── Provided information ──

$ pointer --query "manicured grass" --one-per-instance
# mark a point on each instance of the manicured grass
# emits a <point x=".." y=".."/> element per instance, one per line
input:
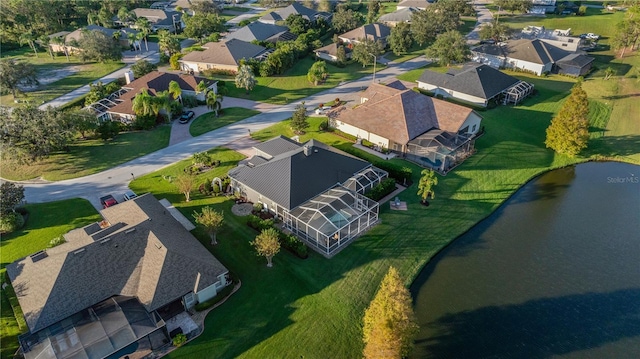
<point x="91" y="156"/>
<point x="293" y="84"/>
<point x="80" y="75"/>
<point x="209" y="122"/>
<point x="46" y="221"/>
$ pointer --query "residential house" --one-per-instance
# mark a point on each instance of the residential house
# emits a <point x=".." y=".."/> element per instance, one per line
<point x="396" y="17"/>
<point x="330" y="52"/>
<point x="295" y="9"/>
<point x="536" y="56"/>
<point x="119" y="106"/>
<point x="316" y="190"/>
<point x="161" y="19"/>
<point x="260" y="31"/>
<point x="372" y="32"/>
<point x="71" y="39"/>
<point x="541" y="7"/>
<point x="187" y="5"/>
<point x="418" y="4"/>
<point x="430" y="132"/>
<point x="222" y="56"/>
<point x="108" y="286"/>
<point x="475" y="83"/>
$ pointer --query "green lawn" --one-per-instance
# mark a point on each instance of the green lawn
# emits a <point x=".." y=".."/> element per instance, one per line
<point x="46" y="221"/>
<point x="72" y="75"/>
<point x="293" y="84"/>
<point x="209" y="122"/>
<point x="295" y="308"/>
<point x="91" y="156"/>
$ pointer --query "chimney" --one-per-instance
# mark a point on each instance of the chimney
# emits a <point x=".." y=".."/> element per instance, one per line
<point x="128" y="77"/>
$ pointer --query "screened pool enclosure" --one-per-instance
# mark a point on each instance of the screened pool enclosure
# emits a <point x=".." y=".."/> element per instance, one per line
<point x="331" y="220"/>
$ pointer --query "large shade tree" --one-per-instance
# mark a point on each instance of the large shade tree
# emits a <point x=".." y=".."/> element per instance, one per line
<point x="211" y="220"/>
<point x="449" y="47"/>
<point x="568" y="132"/>
<point x="14" y="74"/>
<point x="390" y="324"/>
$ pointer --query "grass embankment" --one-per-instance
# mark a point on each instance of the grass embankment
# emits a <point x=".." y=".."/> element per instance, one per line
<point x="46" y="221"/>
<point x="209" y="122"/>
<point x="91" y="156"/>
<point x="293" y="84"/>
<point x="72" y="74"/>
<point x="295" y="308"/>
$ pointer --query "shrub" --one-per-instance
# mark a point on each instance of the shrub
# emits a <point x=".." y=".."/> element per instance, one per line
<point x="56" y="241"/>
<point x="382" y="189"/>
<point x="179" y="340"/>
<point x="11" y="222"/>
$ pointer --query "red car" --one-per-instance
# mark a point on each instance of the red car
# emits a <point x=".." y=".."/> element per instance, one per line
<point x="108" y="201"/>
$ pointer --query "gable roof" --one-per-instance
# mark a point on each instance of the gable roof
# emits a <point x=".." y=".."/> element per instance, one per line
<point x="373" y="32"/>
<point x="225" y="53"/>
<point x="292" y="178"/>
<point x="473" y="79"/>
<point x="400" y="114"/>
<point x="155" y="82"/>
<point x="260" y="31"/>
<point x="145" y="253"/>
<point x="402" y="15"/>
<point x="294" y="9"/>
<point x="77" y="34"/>
<point x="535" y="51"/>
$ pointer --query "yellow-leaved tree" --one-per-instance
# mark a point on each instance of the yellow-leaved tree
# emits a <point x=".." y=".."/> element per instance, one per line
<point x="390" y="324"/>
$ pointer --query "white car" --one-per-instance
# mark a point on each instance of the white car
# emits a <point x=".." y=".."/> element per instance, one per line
<point x="129" y="195"/>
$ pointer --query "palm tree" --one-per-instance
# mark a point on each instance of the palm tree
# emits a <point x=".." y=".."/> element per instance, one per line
<point x="175" y="90"/>
<point x="144" y="26"/>
<point x="214" y="101"/>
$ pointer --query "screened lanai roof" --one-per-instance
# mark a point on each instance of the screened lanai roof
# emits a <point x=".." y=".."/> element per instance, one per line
<point x="365" y="179"/>
<point x="333" y="210"/>
<point x="93" y="333"/>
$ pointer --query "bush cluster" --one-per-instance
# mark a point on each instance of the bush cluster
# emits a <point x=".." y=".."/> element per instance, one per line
<point x="288" y="241"/>
<point x="382" y="189"/>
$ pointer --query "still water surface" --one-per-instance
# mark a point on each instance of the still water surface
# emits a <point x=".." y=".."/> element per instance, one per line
<point x="555" y="272"/>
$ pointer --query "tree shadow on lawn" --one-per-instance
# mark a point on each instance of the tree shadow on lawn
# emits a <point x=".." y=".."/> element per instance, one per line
<point x="534" y="329"/>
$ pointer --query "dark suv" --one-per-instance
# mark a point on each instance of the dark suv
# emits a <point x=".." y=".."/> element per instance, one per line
<point x="186" y="116"/>
<point x="108" y="201"/>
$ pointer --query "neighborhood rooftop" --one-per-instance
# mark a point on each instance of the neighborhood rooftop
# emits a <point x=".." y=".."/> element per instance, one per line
<point x="149" y="256"/>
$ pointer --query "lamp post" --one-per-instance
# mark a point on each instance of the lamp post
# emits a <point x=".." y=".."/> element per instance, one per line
<point x="374" y="68"/>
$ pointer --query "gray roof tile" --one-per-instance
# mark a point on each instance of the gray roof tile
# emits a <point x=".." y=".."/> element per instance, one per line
<point x="152" y="258"/>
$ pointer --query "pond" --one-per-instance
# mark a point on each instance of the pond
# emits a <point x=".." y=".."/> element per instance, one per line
<point x="554" y="272"/>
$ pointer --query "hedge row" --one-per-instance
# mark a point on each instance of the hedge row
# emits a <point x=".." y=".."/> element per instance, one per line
<point x="382" y="189"/>
<point x="288" y="241"/>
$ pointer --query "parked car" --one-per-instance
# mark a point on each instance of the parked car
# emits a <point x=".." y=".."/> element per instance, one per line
<point x="129" y="195"/>
<point x="186" y="116"/>
<point x="108" y="201"/>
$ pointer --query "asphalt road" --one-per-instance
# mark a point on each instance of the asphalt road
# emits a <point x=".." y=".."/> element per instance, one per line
<point x="115" y="180"/>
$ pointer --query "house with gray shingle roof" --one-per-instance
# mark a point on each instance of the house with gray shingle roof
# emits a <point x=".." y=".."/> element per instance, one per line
<point x="222" y="56"/>
<point x="431" y="132"/>
<point x="74" y="295"/>
<point x="316" y="189"/>
<point x="537" y="56"/>
<point x="373" y="32"/>
<point x="295" y="9"/>
<point x="474" y="83"/>
<point x="259" y="31"/>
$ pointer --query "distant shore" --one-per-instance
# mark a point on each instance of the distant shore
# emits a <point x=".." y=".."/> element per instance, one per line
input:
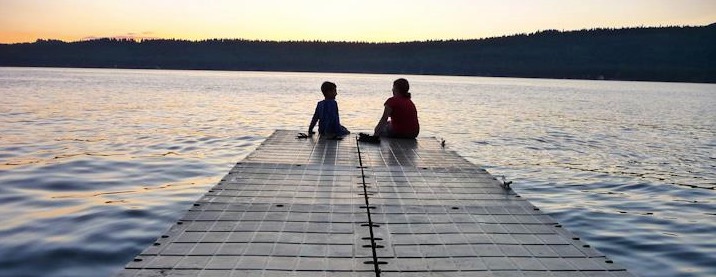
<point x="669" y="54"/>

───

Prompt:
Find all lines holding the word "pool" in the records above and copy them.

Response to the exercise:
$ pointer --query "screened pool enclosure" --one-per-instance
# mark a point on each instance of the screened pool enclosure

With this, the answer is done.